• [EXERCISE AIM]: Exactly the lines from the one containing "Indicate one point for each instance of the green" to the final line below should be output, and no others.

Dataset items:

★ ★ ★ ★ ★

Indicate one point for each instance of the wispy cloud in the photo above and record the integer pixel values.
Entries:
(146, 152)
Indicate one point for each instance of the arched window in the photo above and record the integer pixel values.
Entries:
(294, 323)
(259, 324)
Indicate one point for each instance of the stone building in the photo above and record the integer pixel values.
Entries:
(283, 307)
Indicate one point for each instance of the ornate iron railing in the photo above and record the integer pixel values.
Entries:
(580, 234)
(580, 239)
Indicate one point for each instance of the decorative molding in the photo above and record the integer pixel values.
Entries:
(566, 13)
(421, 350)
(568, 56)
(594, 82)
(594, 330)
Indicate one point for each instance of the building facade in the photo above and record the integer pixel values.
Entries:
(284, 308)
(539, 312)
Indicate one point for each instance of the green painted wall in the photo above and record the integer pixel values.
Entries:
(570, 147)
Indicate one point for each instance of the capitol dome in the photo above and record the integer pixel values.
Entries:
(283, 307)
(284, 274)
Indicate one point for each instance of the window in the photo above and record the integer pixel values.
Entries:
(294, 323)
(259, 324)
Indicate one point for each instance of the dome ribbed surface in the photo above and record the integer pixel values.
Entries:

★ ★ ★ ★ ★

• [SOLUTION TO THE EXERCISE]:
Indicate one point for each instance of the green painted wall in the photo above and record the integer pixel values.
Entries:
(570, 147)
Indicate one point for each instance of the capitol dome in the photo above and record the integer pixel values.
Entries:
(283, 307)
(284, 274)
Indicate one point for each instance of the window in the photo above and record the integer pixel values.
Entries:
(294, 323)
(259, 324)
Indicate one point for each instance of the dome ribbed surface in the photo above and record the integer pixel values.
Entries:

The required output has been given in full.